**AVAILABLE RECORDS:**

Content starts

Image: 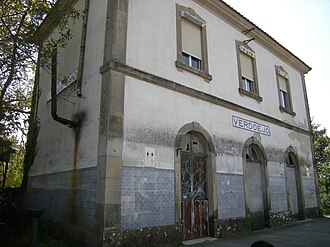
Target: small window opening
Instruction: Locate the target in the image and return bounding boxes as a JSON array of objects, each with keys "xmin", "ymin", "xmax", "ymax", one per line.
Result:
[
  {"xmin": 280, "ymin": 89, "xmax": 290, "ymax": 109},
  {"xmin": 246, "ymin": 146, "xmax": 259, "ymax": 161},
  {"xmin": 250, "ymin": 146, "xmax": 259, "ymax": 161},
  {"xmin": 242, "ymin": 77, "xmax": 255, "ymax": 94},
  {"xmin": 288, "ymin": 155, "xmax": 294, "ymax": 167},
  {"xmin": 182, "ymin": 52, "xmax": 201, "ymax": 70}
]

Content ends

**DESCRIPTION OF THE TASK:** Only the lines from where the data begins to the line with "Instruction: Locate the", both of them included, should be reproduced word for word; no pictures.

**ANSWER AREA:**
Image: 
Target: small window opening
Instruction: Locate the target in the image and return bounding boxes as a JSON array of objects, each with keys "xmin", "ymin", "xmax", "ymax", one per line.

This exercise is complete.